> **Text segment**
Demand for Murray cod is soaring, with Victoria and Queensland governments wooing an ASX-listed producer to set up factories within their borders.

Business Weekend, Sunday 26 February

It starts lurking in the depths of teal-coloured ponds outside Griffith and ends on a white china plate at Melbourne’s Atlantic restaurant — and depending on who you talk to, may well be a hedge against inflation.

Murray cod — Australia’s national fish that has become endangered in the wild — has become the latest boom industry in aquaculture, in demand from supermarkets to higher-end restaurants.

And unlike salmon, prawns or barramundi, it’s a market Australia has all to itself, with Murray cod only grown in the Murray Darling basin — stamping out cheaper competition from China and Europe.

Even states are fighting over the fish, with Victoria and Queensland governments actively wooing ASX-listed producer Aquna to set up processing factories as it ramps up capacity.

But Aquna chairman Ross Anderson is mindful of picking sides — at least at the moment — and has built the company, which has a market value of $102.3m, with “insignificant government support”.

“We’ve got a big growth trajectory ahead of us. That’s the bottom line,” Mr Anderson said.

“We’re at the stage of going from start-up to adolescence. Where we end up on having all our investment, who knows? But government support we will always entertain as a possibility and look at where we end up and what we do.”

A Murray cod fattening dam. The fish has become the latest boom industry in aquaculture.
A Murray cod fattening dam. The fish has become the latest boom industry in aquaculture.

Demand for Australian aquaculture assets has increased in recent years. Brazilian meat processing giant JBS bought Tasmanian salmon producer Huon aquaculture for $425m in 2021, while Canada’s Cooke Aquaculture settled its $1.7bn takeover of Tassal in November.

Meanwhile, supermarket chains have urged producers to deliver more species on top of the trout, barramundi, yellowtail kingfish and other varieties that are on offer.

But not everything is booming. Two weeks ago, Seafarms Group (SFG) — one of the largest and most well-regarded prawn farming companies in the country — put its wholly owned entity Project Sea Dragon into voluntary administration after a contractual dispute with construction contractor Canstruct.

SFG posted a loss of $75m for the year to June 2022, amid uncertainty surrounding Project Sea Dragon that was forecast to be eventually capable of producing up to 180,000 tonnes of fresh and frozen black tiger prawns annually.

But Aquna is on track with its growth projections. It is produces up to 3000 tonnes of Murray cod a year and is planning to lift its capacity to 10,000 per annum by 2030.

> **Entries for pointing at labeled objects**
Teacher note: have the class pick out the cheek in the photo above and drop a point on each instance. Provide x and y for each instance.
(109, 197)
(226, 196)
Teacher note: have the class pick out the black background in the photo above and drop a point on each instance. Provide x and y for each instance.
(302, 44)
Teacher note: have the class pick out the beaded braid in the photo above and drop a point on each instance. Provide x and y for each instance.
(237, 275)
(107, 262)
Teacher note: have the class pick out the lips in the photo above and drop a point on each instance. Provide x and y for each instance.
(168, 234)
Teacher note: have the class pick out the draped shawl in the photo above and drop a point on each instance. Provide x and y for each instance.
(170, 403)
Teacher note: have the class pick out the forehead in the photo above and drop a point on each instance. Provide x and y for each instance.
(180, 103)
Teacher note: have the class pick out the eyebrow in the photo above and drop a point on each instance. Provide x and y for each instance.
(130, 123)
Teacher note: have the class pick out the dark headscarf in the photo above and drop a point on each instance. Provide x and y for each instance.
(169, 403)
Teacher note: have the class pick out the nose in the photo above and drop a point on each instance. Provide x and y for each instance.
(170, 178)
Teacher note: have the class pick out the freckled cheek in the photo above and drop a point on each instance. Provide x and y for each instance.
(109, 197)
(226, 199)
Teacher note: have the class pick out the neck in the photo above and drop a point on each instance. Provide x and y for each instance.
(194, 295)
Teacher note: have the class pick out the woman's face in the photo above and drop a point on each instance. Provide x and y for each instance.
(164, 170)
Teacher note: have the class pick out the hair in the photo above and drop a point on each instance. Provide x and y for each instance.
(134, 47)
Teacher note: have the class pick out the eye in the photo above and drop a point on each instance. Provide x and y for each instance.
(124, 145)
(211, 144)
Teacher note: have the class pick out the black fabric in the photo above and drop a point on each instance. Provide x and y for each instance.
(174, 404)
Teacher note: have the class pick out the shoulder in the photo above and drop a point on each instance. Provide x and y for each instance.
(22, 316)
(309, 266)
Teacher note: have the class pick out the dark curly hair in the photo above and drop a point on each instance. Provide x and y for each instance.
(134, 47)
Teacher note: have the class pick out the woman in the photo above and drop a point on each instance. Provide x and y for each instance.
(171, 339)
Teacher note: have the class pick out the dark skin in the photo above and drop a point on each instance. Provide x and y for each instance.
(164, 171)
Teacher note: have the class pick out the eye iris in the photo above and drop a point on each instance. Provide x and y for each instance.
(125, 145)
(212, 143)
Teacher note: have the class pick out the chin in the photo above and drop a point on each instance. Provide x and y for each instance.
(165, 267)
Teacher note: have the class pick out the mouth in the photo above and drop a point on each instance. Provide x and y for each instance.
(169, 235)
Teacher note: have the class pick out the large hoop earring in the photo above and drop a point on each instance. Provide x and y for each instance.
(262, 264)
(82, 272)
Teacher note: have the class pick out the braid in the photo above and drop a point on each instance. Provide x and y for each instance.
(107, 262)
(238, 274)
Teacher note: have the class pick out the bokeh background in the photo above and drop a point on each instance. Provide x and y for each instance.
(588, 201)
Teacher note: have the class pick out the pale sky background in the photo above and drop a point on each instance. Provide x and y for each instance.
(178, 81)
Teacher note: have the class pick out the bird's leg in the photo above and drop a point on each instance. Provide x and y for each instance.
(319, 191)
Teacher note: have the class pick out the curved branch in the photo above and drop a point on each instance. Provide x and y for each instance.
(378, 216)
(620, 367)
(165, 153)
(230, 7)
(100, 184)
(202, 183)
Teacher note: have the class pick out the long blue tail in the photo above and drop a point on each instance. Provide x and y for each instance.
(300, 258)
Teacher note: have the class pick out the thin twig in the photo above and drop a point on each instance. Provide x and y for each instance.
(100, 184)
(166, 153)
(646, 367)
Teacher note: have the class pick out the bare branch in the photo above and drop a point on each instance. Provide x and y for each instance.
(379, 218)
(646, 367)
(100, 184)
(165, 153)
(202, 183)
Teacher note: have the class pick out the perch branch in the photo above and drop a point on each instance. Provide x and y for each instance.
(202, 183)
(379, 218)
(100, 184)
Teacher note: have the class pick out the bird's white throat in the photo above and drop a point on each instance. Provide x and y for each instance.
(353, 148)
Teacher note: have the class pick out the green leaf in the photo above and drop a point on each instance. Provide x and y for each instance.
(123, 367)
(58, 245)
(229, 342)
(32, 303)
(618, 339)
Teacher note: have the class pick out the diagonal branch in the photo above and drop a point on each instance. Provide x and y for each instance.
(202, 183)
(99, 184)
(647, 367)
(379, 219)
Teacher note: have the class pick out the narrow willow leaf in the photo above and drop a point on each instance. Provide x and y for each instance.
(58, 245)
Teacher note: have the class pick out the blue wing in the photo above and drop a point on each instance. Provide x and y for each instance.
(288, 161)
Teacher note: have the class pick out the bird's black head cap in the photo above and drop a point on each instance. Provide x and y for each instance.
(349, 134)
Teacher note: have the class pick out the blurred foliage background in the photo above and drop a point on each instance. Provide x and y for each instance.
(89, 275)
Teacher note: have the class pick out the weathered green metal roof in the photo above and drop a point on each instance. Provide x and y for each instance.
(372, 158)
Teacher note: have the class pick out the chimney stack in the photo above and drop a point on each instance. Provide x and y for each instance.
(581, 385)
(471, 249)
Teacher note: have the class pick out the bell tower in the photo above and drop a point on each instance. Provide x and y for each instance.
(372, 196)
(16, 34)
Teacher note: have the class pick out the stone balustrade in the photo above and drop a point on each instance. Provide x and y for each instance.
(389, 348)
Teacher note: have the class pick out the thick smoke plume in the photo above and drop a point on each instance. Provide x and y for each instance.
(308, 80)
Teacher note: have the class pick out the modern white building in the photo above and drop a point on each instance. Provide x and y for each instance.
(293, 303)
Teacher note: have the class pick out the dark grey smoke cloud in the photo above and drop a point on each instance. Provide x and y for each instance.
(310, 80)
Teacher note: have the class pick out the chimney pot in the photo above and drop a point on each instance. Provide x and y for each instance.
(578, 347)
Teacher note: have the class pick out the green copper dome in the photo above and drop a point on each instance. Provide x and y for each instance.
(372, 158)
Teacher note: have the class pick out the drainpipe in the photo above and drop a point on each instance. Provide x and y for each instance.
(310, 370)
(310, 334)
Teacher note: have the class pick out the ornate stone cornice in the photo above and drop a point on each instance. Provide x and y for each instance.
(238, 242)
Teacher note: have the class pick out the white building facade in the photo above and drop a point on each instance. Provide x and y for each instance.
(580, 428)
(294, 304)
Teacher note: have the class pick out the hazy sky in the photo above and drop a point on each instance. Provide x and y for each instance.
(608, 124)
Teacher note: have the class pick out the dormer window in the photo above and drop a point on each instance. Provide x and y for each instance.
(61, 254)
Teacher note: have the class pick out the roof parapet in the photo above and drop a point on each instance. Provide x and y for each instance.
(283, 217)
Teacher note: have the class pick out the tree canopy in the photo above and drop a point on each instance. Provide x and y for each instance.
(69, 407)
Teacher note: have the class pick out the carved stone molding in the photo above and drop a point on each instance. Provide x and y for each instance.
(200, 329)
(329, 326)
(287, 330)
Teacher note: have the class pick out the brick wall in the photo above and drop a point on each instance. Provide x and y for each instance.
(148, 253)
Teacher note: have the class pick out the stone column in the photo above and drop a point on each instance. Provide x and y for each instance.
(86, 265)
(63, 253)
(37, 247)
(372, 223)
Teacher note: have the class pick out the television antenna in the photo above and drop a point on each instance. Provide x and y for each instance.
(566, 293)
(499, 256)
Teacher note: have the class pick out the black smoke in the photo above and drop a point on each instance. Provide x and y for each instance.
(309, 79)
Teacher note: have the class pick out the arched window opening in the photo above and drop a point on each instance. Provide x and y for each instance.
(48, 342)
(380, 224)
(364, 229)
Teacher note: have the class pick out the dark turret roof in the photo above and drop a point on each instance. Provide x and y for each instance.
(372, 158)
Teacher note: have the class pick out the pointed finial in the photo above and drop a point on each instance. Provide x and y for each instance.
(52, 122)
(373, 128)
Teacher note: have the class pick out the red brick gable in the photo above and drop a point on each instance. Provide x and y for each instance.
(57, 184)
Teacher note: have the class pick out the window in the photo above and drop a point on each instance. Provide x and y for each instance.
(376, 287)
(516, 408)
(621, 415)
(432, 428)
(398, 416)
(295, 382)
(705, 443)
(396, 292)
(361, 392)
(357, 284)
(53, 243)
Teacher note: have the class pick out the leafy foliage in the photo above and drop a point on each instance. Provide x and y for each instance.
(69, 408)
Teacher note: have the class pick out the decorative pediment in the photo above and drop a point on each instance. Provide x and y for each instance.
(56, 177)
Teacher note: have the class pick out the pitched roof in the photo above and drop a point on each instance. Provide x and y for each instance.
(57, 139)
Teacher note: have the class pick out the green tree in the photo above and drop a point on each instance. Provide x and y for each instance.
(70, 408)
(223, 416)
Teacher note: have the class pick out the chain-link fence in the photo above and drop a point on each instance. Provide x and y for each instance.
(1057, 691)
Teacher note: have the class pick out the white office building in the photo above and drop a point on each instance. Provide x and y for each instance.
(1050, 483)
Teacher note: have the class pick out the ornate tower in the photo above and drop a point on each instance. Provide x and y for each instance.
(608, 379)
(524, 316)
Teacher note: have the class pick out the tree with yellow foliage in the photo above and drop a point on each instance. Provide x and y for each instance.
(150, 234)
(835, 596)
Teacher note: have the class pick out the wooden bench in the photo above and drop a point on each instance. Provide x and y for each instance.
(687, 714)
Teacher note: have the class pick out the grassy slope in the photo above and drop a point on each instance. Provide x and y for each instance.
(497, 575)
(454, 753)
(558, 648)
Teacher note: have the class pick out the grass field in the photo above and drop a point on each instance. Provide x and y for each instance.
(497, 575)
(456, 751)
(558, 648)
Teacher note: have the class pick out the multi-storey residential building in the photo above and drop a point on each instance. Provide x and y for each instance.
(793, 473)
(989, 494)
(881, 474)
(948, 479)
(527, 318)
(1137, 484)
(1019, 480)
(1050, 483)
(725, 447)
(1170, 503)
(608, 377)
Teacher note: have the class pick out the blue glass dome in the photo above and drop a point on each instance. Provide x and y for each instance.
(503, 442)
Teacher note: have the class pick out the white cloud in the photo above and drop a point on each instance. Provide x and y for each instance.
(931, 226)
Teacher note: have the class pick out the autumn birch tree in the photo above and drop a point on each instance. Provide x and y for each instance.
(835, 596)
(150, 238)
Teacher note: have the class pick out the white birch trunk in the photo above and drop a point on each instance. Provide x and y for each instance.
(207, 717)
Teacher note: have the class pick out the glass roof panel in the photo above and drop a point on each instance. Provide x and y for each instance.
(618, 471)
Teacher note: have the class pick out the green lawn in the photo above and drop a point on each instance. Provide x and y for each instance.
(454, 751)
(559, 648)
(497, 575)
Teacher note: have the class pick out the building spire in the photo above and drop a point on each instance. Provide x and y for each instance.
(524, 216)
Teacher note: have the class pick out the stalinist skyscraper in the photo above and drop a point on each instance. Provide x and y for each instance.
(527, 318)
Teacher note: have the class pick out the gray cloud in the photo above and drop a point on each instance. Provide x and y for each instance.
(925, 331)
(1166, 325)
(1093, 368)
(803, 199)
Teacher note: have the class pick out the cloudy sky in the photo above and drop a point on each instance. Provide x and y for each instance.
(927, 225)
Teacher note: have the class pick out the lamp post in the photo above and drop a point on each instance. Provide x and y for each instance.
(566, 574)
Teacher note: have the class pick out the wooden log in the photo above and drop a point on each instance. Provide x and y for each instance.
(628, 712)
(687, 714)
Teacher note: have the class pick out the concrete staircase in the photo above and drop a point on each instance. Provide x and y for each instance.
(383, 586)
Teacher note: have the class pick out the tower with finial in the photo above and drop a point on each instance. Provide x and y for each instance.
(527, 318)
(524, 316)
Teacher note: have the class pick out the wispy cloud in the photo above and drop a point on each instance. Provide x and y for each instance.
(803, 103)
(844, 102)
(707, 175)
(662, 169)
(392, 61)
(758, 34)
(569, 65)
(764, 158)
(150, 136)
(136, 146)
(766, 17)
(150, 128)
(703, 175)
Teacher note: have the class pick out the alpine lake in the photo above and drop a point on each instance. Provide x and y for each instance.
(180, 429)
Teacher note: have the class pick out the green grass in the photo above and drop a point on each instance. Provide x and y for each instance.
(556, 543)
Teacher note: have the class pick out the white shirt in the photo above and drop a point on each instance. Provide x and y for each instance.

> **Task to carry out**
According to the Murray cod article, why is Murray cod a market Australia has all to itself? Answer in one to three sentences. The rows are separate material from the Murray cod article.

> **Full solution**
Murray cod is grown only in the Murray Darling basin. This shuts out the cheaper competition from China and Europe that salmon, prawns and barramundi face.